▶ _What the task asks_: Copy every line from the start of the items up to and including the line with "[295,112,352,144]", requests included, multiplying each bounding-box coordinate in the answers by 2.15 and rounding to whole numbers with halves rounded up. Leave the pictures out of your answer.

▶ _Rows of box annotation data_:
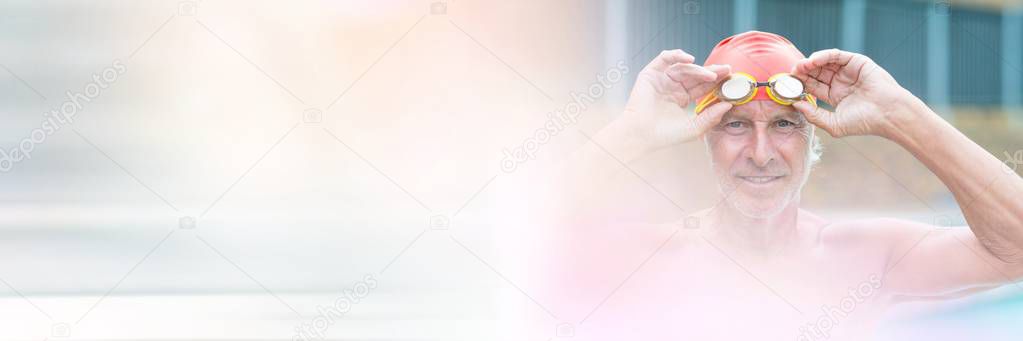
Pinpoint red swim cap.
[697,31,815,113]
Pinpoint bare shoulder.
[807,212,933,247]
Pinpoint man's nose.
[752,127,777,168]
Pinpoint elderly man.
[561,32,1023,340]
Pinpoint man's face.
[705,100,813,218]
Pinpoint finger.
[794,71,831,102]
[647,49,697,71]
[807,48,856,67]
[693,101,732,136]
[704,63,731,81]
[664,63,717,82]
[792,100,835,132]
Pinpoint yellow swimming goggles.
[696,73,817,114]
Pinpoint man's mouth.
[739,176,784,184]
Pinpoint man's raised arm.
[793,50,1023,296]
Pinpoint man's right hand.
[609,50,731,159]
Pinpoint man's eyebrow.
[774,112,806,122]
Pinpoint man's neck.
[708,199,805,257]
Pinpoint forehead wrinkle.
[724,100,802,122]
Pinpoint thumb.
[792,100,833,132]
[693,101,731,136]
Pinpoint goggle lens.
[720,77,754,100]
[771,75,803,99]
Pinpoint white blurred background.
[0,0,1023,340]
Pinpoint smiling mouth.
[739,176,784,184]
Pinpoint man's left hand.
[792,49,919,137]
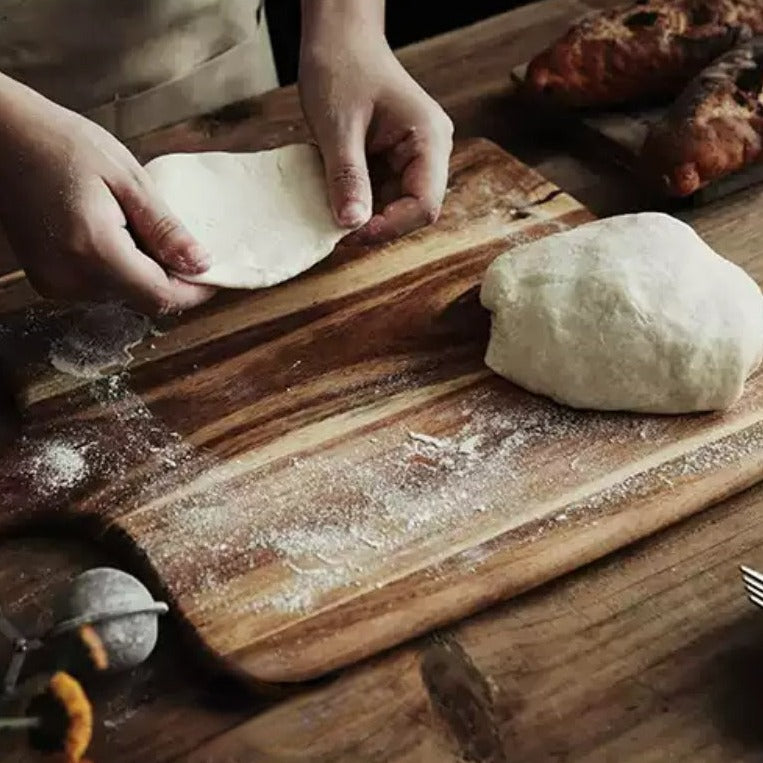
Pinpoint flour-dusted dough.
[146,143,347,289]
[481,213,763,413]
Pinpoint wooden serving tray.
[0,140,763,683]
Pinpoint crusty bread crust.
[641,37,763,196]
[525,0,763,107]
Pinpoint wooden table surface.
[0,0,763,763]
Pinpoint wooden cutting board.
[0,136,763,682]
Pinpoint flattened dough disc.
[146,143,348,289]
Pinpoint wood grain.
[0,0,763,763]
[0,142,763,682]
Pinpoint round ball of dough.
[481,213,763,413]
[55,567,165,671]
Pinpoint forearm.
[302,0,385,51]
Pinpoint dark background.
[265,0,526,85]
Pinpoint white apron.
[0,0,278,140]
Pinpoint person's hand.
[0,77,213,314]
[299,0,453,243]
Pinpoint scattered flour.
[22,440,88,493]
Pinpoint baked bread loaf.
[641,37,763,196]
[525,0,763,107]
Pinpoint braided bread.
[641,37,763,196]
[525,0,763,107]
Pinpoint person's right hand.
[0,75,214,314]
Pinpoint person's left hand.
[299,19,453,243]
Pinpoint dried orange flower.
[29,671,93,763]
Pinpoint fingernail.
[183,246,211,275]
[339,201,368,228]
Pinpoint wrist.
[301,0,384,56]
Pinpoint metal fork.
[741,565,763,609]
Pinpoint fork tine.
[739,565,763,585]
[744,578,763,596]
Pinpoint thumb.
[321,123,371,228]
[112,178,210,275]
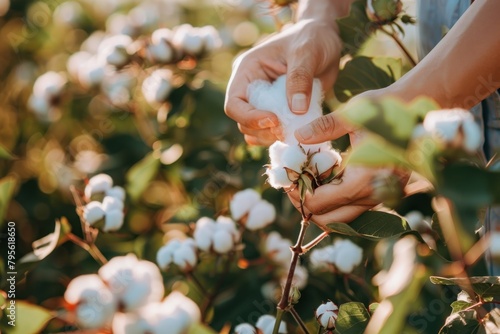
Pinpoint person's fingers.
[286,45,316,114]
[295,112,352,144]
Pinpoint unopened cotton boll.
[102,209,124,232]
[266,231,292,266]
[99,254,164,312]
[234,323,257,334]
[247,75,323,151]
[85,174,113,199]
[423,108,483,153]
[333,239,363,274]
[229,189,261,220]
[255,314,288,334]
[245,200,276,231]
[315,301,339,330]
[142,69,172,107]
[83,201,104,225]
[98,35,133,67]
[64,274,118,328]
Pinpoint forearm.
[381,0,500,108]
[297,0,354,27]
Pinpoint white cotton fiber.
[247,75,323,151]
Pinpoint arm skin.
[225,0,352,145]
[289,0,500,227]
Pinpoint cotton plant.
[309,239,363,274]
[229,189,276,231]
[247,75,342,194]
[82,174,126,232]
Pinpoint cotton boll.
[229,189,260,220]
[142,69,172,107]
[334,239,363,274]
[280,145,307,174]
[64,275,118,328]
[102,209,124,232]
[255,314,288,334]
[83,201,104,225]
[310,150,341,175]
[105,186,126,202]
[85,174,113,199]
[245,200,276,231]
[234,323,257,334]
[99,254,164,311]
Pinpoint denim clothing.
[417,0,500,276]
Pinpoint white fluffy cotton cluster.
[156,238,198,271]
[229,189,276,231]
[83,174,125,232]
[413,108,483,153]
[142,69,173,108]
[265,231,309,289]
[28,71,67,121]
[309,239,363,274]
[248,75,341,189]
[64,254,189,333]
[314,300,339,330]
[234,314,288,334]
[193,216,240,254]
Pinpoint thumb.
[295,112,349,144]
[286,55,314,114]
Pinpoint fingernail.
[259,117,278,129]
[292,93,307,114]
[295,126,314,140]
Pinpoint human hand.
[225,19,342,145]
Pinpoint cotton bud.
[234,323,257,334]
[266,231,292,267]
[83,201,104,225]
[315,301,339,330]
[366,0,403,24]
[489,231,500,263]
[414,108,483,153]
[142,69,172,107]
[146,28,174,64]
[99,254,164,312]
[102,209,124,232]
[309,150,341,177]
[229,189,261,220]
[156,238,198,271]
[245,200,276,231]
[198,26,222,52]
[334,239,363,274]
[85,174,113,199]
[64,275,118,328]
[98,35,133,67]
[255,314,288,334]
[105,186,126,202]
[172,24,203,55]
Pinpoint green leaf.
[326,211,411,240]
[439,310,484,334]
[0,176,17,230]
[188,324,217,334]
[341,98,417,148]
[348,137,410,168]
[6,300,54,334]
[438,164,500,208]
[333,56,402,102]
[127,152,160,202]
[430,276,500,300]
[336,302,370,334]
[0,145,15,160]
[16,217,71,281]
[337,0,375,54]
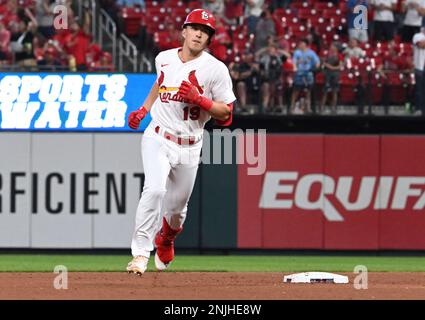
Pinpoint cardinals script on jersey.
[151,48,235,136]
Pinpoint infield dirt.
[0,272,425,300]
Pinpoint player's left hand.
[178,80,202,104]
[128,107,148,130]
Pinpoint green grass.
[0,254,425,272]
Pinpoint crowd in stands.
[0,0,425,114]
[0,0,114,71]
[115,0,425,114]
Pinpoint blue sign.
[0,73,156,132]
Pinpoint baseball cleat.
[127,256,149,276]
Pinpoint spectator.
[413,27,425,117]
[223,0,244,25]
[377,40,412,72]
[255,9,276,51]
[343,38,366,60]
[10,8,37,66]
[117,0,146,9]
[371,0,397,41]
[289,39,320,113]
[245,0,264,34]
[318,44,344,114]
[270,0,291,10]
[229,51,258,114]
[347,0,369,42]
[401,0,425,42]
[0,22,10,61]
[208,18,231,62]
[92,52,115,72]
[202,0,224,17]
[35,0,56,39]
[159,19,182,50]
[255,44,283,112]
[65,20,91,71]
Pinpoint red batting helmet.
[183,9,215,35]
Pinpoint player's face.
[183,24,209,51]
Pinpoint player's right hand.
[128,107,148,130]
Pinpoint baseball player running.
[127,9,236,275]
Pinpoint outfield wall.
[0,73,425,250]
[0,132,425,250]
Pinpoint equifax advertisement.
[238,135,425,250]
[0,73,155,131]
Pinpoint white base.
[283,272,348,283]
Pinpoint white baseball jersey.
[151,48,236,137]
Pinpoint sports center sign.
[238,135,425,250]
[0,73,156,131]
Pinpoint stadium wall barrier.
[237,135,425,250]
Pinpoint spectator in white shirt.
[245,0,264,34]
[401,0,425,42]
[413,27,425,116]
[372,0,397,41]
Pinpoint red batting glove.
[128,107,148,130]
[178,80,213,111]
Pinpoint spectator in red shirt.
[0,22,10,61]
[318,44,344,114]
[65,22,91,71]
[223,0,244,24]
[209,19,231,62]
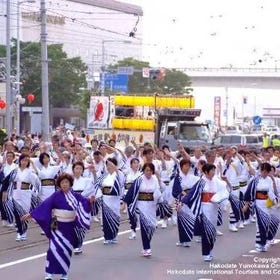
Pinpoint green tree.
[0,40,87,107]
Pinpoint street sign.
[105,73,128,93]
[118,66,134,76]
[253,116,262,124]
[142,67,150,78]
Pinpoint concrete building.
[0,0,143,133]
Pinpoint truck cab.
[159,109,212,150]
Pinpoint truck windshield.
[178,124,210,142]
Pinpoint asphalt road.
[0,214,280,280]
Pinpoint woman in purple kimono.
[23,173,94,280]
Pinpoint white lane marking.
[0,228,139,269]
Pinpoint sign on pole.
[142,68,150,78]
[118,66,134,76]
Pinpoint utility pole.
[40,0,50,141]
[6,0,12,137]
[101,40,105,96]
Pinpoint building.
[0,0,143,133]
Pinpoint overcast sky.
[125,0,280,67]
[123,0,280,123]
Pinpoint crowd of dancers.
[0,132,280,280]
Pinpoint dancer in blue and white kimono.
[23,173,94,280]
[72,161,93,255]
[93,158,125,244]
[170,159,200,247]
[122,158,142,240]
[2,154,40,241]
[38,153,61,202]
[123,163,163,257]
[243,162,279,252]
[182,163,229,261]
[0,151,18,228]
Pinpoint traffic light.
[150,69,166,81]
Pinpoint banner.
[87,96,110,128]
[214,96,221,127]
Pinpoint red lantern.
[27,93,35,103]
[0,99,6,109]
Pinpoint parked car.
[213,134,262,149]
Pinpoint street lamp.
[16,0,36,135]
[101,40,132,95]
[5,0,12,137]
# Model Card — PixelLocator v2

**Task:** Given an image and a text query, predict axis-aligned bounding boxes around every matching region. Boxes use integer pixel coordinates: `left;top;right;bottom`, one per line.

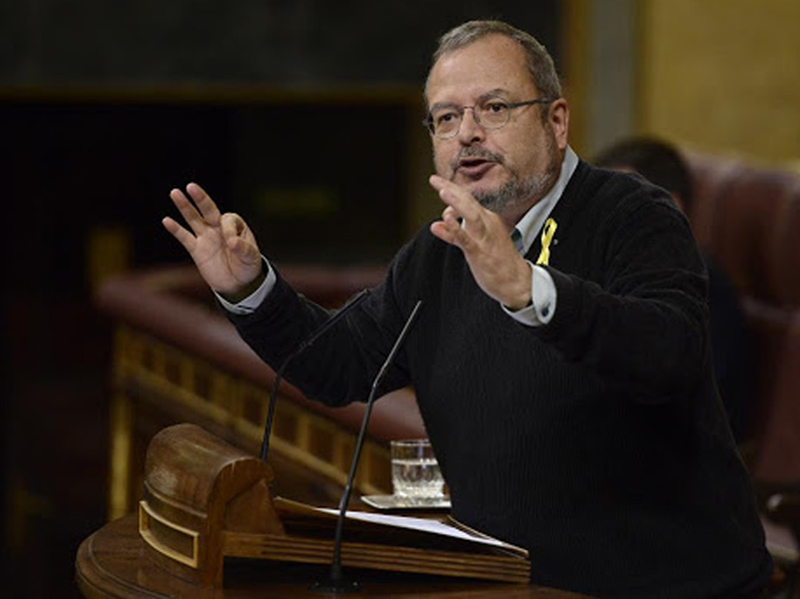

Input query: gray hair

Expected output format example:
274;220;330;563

425;21;561;112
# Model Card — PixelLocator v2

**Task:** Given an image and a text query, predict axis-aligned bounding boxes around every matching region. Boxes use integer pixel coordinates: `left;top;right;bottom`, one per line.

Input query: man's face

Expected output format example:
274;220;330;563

427;35;568;215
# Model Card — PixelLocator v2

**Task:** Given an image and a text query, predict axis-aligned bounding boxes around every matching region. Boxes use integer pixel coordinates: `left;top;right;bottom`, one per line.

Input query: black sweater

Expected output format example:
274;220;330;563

231;162;771;599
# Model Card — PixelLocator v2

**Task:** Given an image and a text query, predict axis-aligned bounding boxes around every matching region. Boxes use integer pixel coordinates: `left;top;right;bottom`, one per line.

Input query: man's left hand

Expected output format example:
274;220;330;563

429;175;533;310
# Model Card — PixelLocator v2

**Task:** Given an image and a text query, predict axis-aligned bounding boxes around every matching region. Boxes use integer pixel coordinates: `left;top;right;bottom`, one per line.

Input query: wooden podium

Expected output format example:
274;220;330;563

76;424;592;597
139;424;530;587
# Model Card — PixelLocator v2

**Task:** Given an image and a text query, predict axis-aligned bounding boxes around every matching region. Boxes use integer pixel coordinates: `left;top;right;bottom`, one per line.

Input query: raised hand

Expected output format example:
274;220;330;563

430;175;533;310
161;183;263;299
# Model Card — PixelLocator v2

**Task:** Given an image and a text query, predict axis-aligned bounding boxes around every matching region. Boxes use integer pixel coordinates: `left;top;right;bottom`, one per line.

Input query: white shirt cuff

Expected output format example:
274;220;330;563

214;256;278;316
500;260;556;327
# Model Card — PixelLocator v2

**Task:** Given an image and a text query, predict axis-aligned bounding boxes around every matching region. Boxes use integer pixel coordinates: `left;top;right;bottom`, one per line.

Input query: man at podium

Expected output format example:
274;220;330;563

164;21;771;599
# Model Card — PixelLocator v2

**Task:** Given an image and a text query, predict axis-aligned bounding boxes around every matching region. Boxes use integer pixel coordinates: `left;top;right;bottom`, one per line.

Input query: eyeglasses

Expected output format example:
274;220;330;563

422;98;553;139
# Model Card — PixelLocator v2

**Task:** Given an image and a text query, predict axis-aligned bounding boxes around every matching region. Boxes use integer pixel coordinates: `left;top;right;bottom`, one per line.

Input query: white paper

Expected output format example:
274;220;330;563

316;508;527;554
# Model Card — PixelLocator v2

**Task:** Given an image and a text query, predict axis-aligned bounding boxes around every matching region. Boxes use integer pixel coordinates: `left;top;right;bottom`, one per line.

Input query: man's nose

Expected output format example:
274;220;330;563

458;106;486;145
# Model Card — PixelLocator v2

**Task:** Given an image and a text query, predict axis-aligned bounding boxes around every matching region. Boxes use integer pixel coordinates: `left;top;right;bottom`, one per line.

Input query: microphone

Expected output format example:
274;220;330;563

261;289;369;462
310;300;422;593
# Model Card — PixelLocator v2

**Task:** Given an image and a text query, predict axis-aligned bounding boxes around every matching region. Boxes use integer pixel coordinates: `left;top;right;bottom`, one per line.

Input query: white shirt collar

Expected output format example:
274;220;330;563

516;146;578;255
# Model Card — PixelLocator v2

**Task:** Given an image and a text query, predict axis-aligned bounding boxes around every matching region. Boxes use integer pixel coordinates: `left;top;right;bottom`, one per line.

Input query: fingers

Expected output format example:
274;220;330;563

161;216;197;254
169;189;206;235
186;183;220;226
429;175;485;228
220;212;261;263
431;206;471;250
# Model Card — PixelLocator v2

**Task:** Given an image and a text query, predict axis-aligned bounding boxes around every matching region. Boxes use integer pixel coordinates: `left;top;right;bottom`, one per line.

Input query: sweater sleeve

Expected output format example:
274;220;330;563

536;188;710;402
227;248;409;406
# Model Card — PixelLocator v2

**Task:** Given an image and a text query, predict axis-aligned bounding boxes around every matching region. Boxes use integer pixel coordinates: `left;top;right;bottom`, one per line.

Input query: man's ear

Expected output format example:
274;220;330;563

547;98;569;152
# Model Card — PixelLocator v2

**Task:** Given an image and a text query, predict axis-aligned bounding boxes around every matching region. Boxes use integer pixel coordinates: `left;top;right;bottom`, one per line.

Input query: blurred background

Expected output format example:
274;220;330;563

0;0;800;598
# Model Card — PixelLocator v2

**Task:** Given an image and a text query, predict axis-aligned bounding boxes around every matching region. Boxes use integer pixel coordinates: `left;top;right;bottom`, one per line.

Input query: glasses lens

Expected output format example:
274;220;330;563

476;100;510;129
431;108;461;137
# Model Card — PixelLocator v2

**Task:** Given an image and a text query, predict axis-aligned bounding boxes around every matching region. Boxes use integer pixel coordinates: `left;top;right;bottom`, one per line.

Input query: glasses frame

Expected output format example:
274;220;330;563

422;98;555;139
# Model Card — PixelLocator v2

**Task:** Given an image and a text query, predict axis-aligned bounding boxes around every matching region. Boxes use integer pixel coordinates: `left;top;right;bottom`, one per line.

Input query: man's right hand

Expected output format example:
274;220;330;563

161;183;264;302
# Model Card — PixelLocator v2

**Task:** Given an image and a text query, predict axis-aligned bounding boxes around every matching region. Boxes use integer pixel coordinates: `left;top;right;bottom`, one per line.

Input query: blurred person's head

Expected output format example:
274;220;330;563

425;21;569;221
595;137;694;213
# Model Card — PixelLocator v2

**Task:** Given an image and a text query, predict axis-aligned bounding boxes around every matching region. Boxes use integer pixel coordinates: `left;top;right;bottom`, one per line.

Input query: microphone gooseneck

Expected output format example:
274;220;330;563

311;300;422;593
261;289;369;462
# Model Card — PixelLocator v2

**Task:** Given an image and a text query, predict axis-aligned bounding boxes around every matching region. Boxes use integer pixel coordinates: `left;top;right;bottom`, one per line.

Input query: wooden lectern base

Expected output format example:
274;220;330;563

75;515;586;599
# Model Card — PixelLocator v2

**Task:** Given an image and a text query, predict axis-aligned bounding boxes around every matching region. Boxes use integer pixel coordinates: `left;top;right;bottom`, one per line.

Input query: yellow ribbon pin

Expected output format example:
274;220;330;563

536;218;558;266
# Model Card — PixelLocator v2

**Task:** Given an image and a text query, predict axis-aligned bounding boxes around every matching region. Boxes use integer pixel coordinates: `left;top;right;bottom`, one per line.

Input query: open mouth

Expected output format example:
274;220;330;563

457;157;497;179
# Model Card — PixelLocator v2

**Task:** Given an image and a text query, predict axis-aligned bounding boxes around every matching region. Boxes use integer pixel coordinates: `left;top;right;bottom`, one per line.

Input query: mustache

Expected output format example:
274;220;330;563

450;146;505;171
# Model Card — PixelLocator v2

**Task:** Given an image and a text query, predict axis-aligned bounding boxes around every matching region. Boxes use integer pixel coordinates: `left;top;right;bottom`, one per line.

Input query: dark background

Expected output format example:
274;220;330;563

0;0;559;598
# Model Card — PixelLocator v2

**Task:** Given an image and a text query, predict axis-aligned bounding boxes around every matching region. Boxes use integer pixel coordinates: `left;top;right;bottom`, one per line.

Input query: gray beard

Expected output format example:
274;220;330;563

474;167;557;214
466;135;561;214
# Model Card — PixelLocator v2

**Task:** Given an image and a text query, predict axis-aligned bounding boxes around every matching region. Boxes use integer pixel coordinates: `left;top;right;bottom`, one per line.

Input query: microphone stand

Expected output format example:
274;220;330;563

261;289;369;462
309;300;422;593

▶ _Exercise solution_:
Pinpoint red swim cap.
[1499,67,1752,243]
Pinpoint bare shoulder.
[1735,456,2006,531]
Pinpoint man's nose.
[1617,273,1671,361]
Pinpoint elderly man.
[1206,69,2199,731]
Pinpoint man's face.
[1516,215,1748,469]
Pinpoint finger.
[1707,153,1787,219]
[1391,105,1499,153]
[1735,103,1840,144]
[1490,217,1574,292]
[1514,135,1572,174]
[1428,135,1542,176]
[1703,215,1795,284]
Pinpoint yellow swimming goggles.
[1496,157,1757,245]
Pinpoint man's mouth.
[1589,378,1686,396]
Pinpoint man's raised arm.
[1705,108,2199,636]
Pinpoint man's right hand.
[1309,108,1572,342]
Pinpoint man's eyebrow.
[1664,241,1733,262]
Pinpoint man's neck.
[1522,428,1731,553]
Pinpoint forehead wrinkle.
[1557,215,1724,262]
Pinpoint thumb.
[1703,215,1791,284]
[1490,217,1572,292]
Pinpoint goggle lens.
[1548,166,1621,215]
[1658,161,1726,213]
Pinpoint white blurred background.
[0,0,2199,731]
Pinpoint smiling mouth.
[1589,378,1686,396]
Pinpoint man's left hand.
[1703,105,1976,295]
Pinpoint flour-dusted dough.
[314,307,746,621]
[1034,458,1640,888]
Pinpoint wooden serving tray.
[0,301,1640,1468]
Pinpoint crusty bread crust.
[1378,80,1640,421]
[1129,0,1640,230]
Pinpoint wooden table surface.
[0,0,1640,1640]
Pinpoint wooden cutting board.
[0,292,1640,1466]
Pinpoint flattened dough disc.
[314,307,748,621]
Pinpoint wood grain.
[0,0,1640,1640]
[0,305,1640,1466]
Pinpoint round ball of dough.
[1034,458,1640,888]
[118,1219,355,1443]
Pinpoint forearm.
[649,0,828,110]
Pinpoint dark background.
[570,0,1131,183]
Pinpoint white apron.
[0,0,598,301]
Pinpoint person's hand.
[0,166,458,675]
[643,0,974,522]
Pinpoint scattered flour.
[47,946,189,1060]
Pinpoint baked bread loaf.
[1378,80,1640,421]
[1129,0,1640,230]
Pinpoint braided bread.
[1378,80,1640,421]
[1129,0,1640,230]
Pinpoint person's right hand.
[0,161,460,675]
Pinpoint person's left hand.
[643,41,974,522]
Pinpoint dried orange flower.
[62,1443,200,1640]
Pinpoint fingernail.
[393,529,454,591]
[729,432,791,490]
Pinpoint wrist.
[647,0,826,120]
Pinpoint metal fork.
[1593,1215,1640,1309]
Pinpoint fork tine.
[1589,1215,1640,1258]
[1600,1243,1640,1281]
Pinpoint thumb.
[690,264,798,490]
[241,383,452,591]
Pinpoint person's fingers.
[615,97,679,245]
[634,241,757,310]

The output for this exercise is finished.